Passage |
______________________________
Writer/director Damien Chazelle might change the way you look at drumming or at relationships between students and teachers for that matter. Andrew and Terence have plenty of talent, but, just like any complex human being, they're infallible. Terence instructs Andrew and other members of the band much like a drill sergeant would push a soldier. He's domineering, emotionally abusive and draconian. It's equally moving, fascinating and thrilling to observe how the dynamics between he and Andrew evolve over time. Moreover, the camera work during the drumming scenes, particularly the final scene, captures the intensity and helps it to emerge on a palpable level. Don't be surprised if you'll find yourself overwhelmed with feelings of awe and suspense throughout those scenes.
______________________________
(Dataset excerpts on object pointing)
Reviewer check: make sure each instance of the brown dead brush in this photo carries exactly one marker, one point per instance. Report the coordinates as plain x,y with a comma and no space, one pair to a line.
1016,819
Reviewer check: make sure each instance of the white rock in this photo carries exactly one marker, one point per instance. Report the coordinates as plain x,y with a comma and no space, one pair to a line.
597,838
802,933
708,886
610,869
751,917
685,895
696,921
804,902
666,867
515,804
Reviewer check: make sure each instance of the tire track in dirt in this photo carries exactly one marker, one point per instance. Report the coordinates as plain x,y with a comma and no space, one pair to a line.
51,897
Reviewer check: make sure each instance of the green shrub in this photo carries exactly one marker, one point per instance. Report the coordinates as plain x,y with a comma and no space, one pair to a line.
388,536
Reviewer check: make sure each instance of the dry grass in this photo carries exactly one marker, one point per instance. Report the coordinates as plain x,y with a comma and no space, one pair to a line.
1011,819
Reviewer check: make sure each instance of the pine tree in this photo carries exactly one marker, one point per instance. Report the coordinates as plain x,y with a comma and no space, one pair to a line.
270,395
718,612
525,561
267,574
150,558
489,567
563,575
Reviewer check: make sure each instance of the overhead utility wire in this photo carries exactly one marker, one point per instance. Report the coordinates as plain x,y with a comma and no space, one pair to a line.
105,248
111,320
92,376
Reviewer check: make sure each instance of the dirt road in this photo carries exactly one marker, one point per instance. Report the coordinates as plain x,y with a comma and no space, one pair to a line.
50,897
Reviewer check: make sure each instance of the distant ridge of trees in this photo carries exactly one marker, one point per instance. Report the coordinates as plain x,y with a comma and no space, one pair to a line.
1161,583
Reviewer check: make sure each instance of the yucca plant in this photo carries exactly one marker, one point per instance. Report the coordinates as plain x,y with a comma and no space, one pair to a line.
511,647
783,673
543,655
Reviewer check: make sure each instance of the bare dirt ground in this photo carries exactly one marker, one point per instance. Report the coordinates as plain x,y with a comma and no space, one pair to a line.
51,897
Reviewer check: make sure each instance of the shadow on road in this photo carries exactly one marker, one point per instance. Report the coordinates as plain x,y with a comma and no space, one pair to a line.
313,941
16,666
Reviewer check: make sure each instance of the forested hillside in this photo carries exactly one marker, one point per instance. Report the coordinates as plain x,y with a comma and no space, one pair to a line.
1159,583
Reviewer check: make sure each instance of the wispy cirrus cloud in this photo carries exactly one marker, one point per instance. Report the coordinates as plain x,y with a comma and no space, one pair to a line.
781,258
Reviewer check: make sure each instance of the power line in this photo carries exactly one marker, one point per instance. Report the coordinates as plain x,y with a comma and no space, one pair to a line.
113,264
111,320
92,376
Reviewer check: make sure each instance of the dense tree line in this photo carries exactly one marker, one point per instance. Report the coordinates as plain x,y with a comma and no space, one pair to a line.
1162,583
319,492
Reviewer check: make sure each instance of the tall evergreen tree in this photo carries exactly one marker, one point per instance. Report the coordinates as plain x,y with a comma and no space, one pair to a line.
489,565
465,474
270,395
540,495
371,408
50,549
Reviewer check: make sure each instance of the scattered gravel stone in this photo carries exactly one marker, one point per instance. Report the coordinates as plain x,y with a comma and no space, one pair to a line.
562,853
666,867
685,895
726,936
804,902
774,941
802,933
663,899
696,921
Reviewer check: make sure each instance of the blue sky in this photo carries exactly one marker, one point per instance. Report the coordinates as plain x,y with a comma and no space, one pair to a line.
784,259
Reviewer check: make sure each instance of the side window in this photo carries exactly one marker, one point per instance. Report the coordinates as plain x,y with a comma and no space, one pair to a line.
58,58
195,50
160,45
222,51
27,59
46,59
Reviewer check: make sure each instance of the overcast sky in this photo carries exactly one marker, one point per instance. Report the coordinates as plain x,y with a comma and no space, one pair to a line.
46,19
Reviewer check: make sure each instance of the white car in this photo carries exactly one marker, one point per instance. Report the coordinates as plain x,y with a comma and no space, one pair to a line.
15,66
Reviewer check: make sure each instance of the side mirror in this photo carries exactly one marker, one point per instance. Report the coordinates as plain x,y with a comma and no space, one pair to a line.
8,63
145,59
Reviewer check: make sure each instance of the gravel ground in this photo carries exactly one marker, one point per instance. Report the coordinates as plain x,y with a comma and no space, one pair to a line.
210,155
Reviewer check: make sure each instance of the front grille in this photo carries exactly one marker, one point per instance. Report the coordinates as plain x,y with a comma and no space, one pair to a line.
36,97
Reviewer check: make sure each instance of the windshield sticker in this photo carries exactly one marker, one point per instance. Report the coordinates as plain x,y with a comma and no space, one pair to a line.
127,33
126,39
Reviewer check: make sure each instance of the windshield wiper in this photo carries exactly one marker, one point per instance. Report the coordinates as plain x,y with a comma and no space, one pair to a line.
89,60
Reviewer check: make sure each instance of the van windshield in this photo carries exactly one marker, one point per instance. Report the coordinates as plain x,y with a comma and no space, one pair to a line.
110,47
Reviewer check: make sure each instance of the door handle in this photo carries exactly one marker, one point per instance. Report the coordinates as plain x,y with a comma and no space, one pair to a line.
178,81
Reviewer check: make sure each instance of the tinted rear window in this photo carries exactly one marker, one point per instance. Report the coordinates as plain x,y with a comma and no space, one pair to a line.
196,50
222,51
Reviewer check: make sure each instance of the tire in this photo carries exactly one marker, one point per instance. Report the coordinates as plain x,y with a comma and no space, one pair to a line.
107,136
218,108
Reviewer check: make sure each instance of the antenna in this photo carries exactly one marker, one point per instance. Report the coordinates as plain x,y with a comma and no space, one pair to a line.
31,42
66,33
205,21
______________________________
Exercise tasks |
A. Answer these questions about the film review:
(i) Who is named as the writer and director?
(ii) To whom does the review compare the way Terence instructs the band members?
(iii) Which drumming scene does the review single out for its camera work?
B. Carry on with the film review, starting right after its last sentence.
The records are separate from the film review and unrelated to it.

Final results |
A.
(i) Damien Chazelle
(ii) A drill sergeant pushing a soldier
(iii) The final scene

B.
Fortunately, Chazelle knows that the meat of the story lies in Andrew's stress-inducing journey as a jazz drummer, so the subplots involving Andrew's dad and Andrew's girlfriend aren't in the forefront or distracting, and it's clear how they affect and shape Andrew on an emotional level. It's also refreshing that Terence doesn't become a caricature or a villain/monster per se because there's more to him than meets the eye as you eventually learn about events from his past that haunt him. Much of the film rings true and feels organic except for one minor, unexpected scene toward the end that lacks plausibility given the consequences which seem too "Hollywood". Still, despite that minor flaw, Whiplash remains an emotionally-charged, captivating triumph brimming with powerhouse performances by Miles Teller and J.K. Simmons, both of whom deserve an Oscar nomination. Bravo to casting director Terri Taylor for selecting them. You've never seen them in roles like this before, and they truly hit it out of the ballpark while helping to elevate the film into greatness.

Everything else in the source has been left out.